[Opening Entries provided section]

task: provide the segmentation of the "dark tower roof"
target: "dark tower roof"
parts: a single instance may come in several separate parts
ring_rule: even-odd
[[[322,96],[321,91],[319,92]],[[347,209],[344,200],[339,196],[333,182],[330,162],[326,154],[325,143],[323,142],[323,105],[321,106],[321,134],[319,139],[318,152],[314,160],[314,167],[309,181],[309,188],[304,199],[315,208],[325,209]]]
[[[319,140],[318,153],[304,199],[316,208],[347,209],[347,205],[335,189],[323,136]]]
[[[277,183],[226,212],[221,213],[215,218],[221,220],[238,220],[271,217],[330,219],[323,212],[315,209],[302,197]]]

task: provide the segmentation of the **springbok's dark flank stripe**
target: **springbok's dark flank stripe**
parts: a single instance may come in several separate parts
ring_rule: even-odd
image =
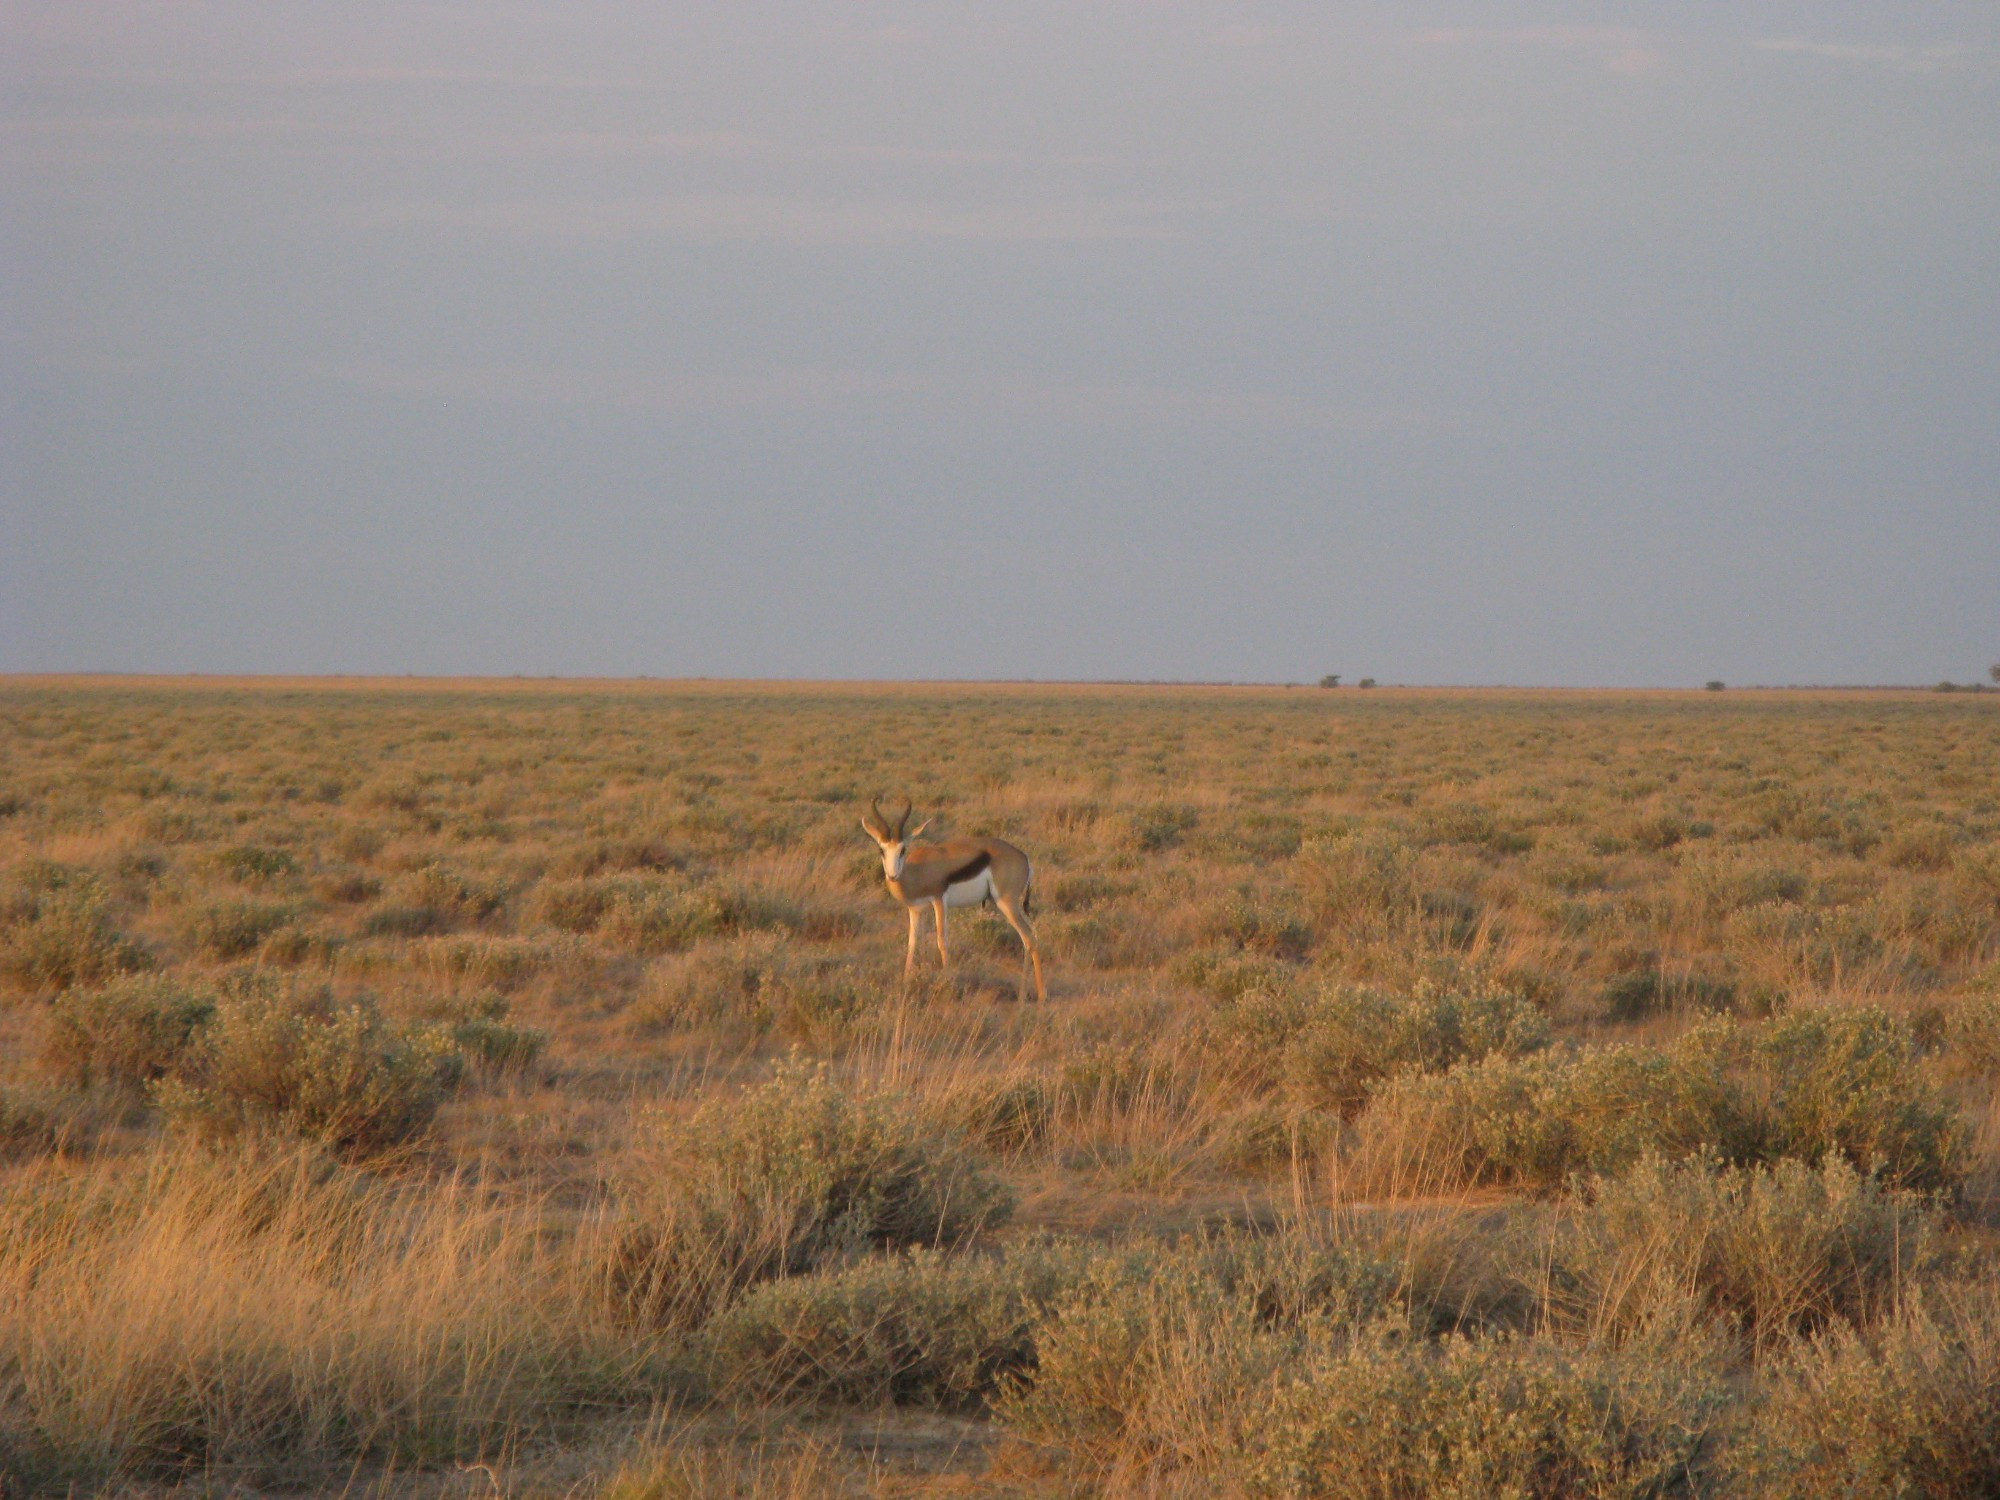
[[[984,870],[988,865],[992,863],[993,863],[993,856],[990,854],[973,855],[971,859],[967,860],[964,864],[960,865],[956,870],[953,870],[949,875],[945,876],[944,883],[946,888],[948,889],[954,885],[963,885],[966,881],[972,879],[973,876],[979,874],[982,870]]]

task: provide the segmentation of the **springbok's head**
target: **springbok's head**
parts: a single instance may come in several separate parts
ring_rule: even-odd
[[[909,822],[910,799],[907,797],[903,799],[903,811],[894,823],[882,816],[880,797],[869,800],[867,815],[861,820],[861,826],[868,831],[868,837],[875,840],[875,847],[882,851],[882,874],[890,880],[903,878],[903,860],[910,841],[931,826],[931,820],[925,818],[923,822],[905,833],[903,830],[909,826]]]

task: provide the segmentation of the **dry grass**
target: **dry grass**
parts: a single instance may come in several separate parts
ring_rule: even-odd
[[[0,809],[20,1488],[1995,1482],[1987,699],[18,681]]]

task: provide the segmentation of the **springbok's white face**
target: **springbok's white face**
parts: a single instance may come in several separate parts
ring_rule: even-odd
[[[903,815],[897,818],[894,823],[891,823],[887,818],[882,816],[880,806],[871,803],[869,804],[869,808],[874,816],[861,820],[862,831],[868,837],[875,840],[875,847],[882,851],[883,877],[888,880],[901,880],[903,878],[903,861],[909,857],[910,841],[915,839],[917,834],[922,833],[926,828],[930,827],[931,820],[925,818],[923,822],[917,825],[916,833],[906,835],[903,832],[903,825],[910,821],[910,804],[908,802],[903,804]]]
[[[903,861],[905,858],[907,856],[904,853],[903,841],[901,839],[891,839],[888,843],[884,844],[882,846],[883,875],[890,880],[901,880],[903,878]]]

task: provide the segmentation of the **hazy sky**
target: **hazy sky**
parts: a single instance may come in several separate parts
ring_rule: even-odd
[[[2000,6],[0,3],[0,669],[2000,659]]]

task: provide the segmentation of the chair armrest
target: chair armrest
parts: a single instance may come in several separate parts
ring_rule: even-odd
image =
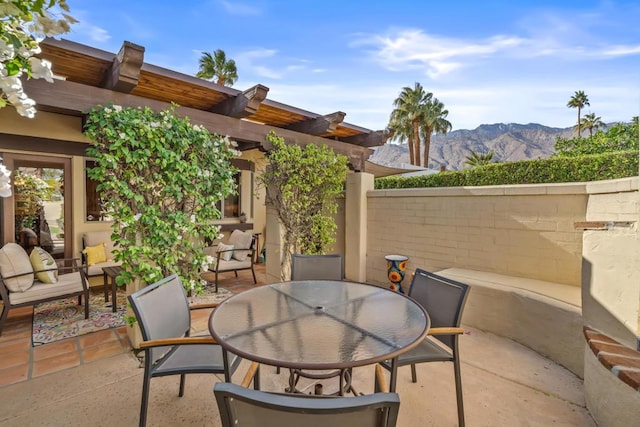
[[[244,378],[240,383],[242,387],[249,388],[249,384],[251,384],[251,380],[255,377],[259,367],[260,364],[258,362],[251,362],[251,366],[247,369],[247,372],[244,374]]]
[[[80,258],[56,258],[55,261],[58,266],[58,271],[74,272],[86,269],[85,264],[78,263]],[[67,263],[71,265],[67,265]]]
[[[464,334],[462,328],[429,328],[429,335],[459,335]]]
[[[47,271],[47,270],[38,270],[37,272],[39,273],[40,271]],[[20,273],[20,274],[14,274],[13,276],[2,276],[2,280],[7,280],[7,279],[13,279],[15,277],[22,277],[22,276],[26,276],[28,274],[34,274],[36,273],[36,271],[27,271],[26,273]]]
[[[219,302],[203,302],[200,304],[189,304],[189,310],[200,310],[202,308],[216,308],[219,306]]]
[[[217,344],[213,337],[180,337],[160,340],[142,341],[140,348],[166,347],[170,345]]]

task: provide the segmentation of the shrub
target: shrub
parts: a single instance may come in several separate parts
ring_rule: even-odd
[[[493,163],[413,177],[384,177],[376,189],[586,182],[638,175],[638,151]]]
[[[119,285],[178,273],[185,287],[198,290],[203,243],[219,233],[212,223],[221,216],[216,203],[236,191],[234,143],[174,109],[114,105],[87,117],[85,134],[93,142],[87,154],[96,159],[88,174],[100,182],[113,217]]]

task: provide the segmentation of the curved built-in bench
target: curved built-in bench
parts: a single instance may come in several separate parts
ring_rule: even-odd
[[[462,323],[511,338],[583,378],[579,287],[464,268],[436,273],[471,286]]]
[[[584,397],[589,412],[601,426],[638,425],[640,351],[587,326],[584,336]]]

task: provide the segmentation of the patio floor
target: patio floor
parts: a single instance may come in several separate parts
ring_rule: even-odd
[[[257,265],[256,273],[264,284],[264,265]],[[232,292],[253,286],[250,271],[239,276],[224,275],[220,286]],[[209,313],[194,311],[196,329],[206,330]],[[10,319],[0,337],[0,425],[137,425],[142,369],[123,328],[31,348],[31,309],[14,310]],[[571,372],[511,340],[465,329],[461,357],[467,425],[596,425],[585,408],[582,381]],[[241,380],[243,366],[234,382]],[[215,381],[220,378],[188,376],[179,398],[177,377],[154,378],[148,425],[219,426]],[[263,366],[261,381],[263,389],[281,391],[286,376]],[[373,367],[356,369],[354,383],[359,391],[371,392]],[[418,365],[415,384],[409,368],[400,369],[398,393],[399,426],[457,424],[450,363]]]

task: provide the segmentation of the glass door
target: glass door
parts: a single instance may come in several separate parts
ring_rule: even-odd
[[[3,241],[27,253],[40,246],[54,258],[70,257],[70,159],[10,153],[4,158],[12,170],[13,197],[3,206]]]

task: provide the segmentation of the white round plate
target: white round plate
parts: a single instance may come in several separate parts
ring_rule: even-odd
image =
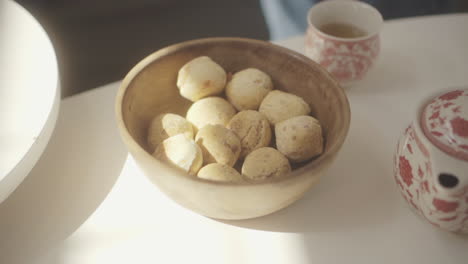
[[[0,0],[0,203],[45,149],[60,102],[57,60],[41,25]]]

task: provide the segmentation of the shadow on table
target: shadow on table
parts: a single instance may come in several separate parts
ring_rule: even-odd
[[[114,98],[95,106],[86,105],[89,96],[62,102],[42,157],[0,204],[0,263],[29,263],[57,246],[96,210],[120,175],[127,151],[113,124]]]
[[[353,115],[335,163],[305,197],[272,215],[227,224],[276,232],[340,232],[392,221],[398,192],[382,130]],[[371,136],[370,136],[371,135]]]

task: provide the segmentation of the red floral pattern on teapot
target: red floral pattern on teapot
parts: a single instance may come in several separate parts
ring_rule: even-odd
[[[422,113],[421,127],[432,144],[468,161],[468,91],[456,90],[434,98]]]
[[[468,233],[466,120],[468,90],[435,97],[405,130],[394,157],[395,181],[411,208],[458,233]]]

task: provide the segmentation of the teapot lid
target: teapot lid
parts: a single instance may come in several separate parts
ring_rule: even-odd
[[[420,123],[426,138],[437,148],[468,161],[468,89],[432,99],[424,107]]]

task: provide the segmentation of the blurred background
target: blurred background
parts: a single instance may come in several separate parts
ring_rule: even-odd
[[[62,97],[121,80],[167,45],[212,36],[268,39],[252,0],[17,0],[55,47]],[[201,4],[203,3],[203,4]]]
[[[213,36],[268,40],[301,34],[307,10],[318,0],[16,1],[49,34],[65,97],[121,80],[148,54],[180,41]],[[468,0],[366,2],[385,19],[468,12]]]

[Closing Entries provided section]

The lines from the one with "target: teapot lid" through the end of the data above are to be set down exactly, with both boundary lines included and no other lines.

target: teapot lid
parts: a single instance may come in several separate parts
ring_rule: even-odd
[[[420,123],[426,138],[437,148],[468,161],[468,89],[432,99],[424,107]]]

task: provide the segmentation of the blurred background
target: blurred background
parts: a single instance may come in several separate parts
ring_rule: even-odd
[[[62,97],[121,80],[167,45],[212,36],[268,39],[252,0],[17,0],[55,47]],[[201,4],[203,3],[203,4]]]
[[[213,36],[268,40],[301,34],[307,10],[318,0],[16,1],[49,34],[65,97],[121,80],[148,54],[180,41]],[[468,0],[366,2],[385,19],[468,12]]]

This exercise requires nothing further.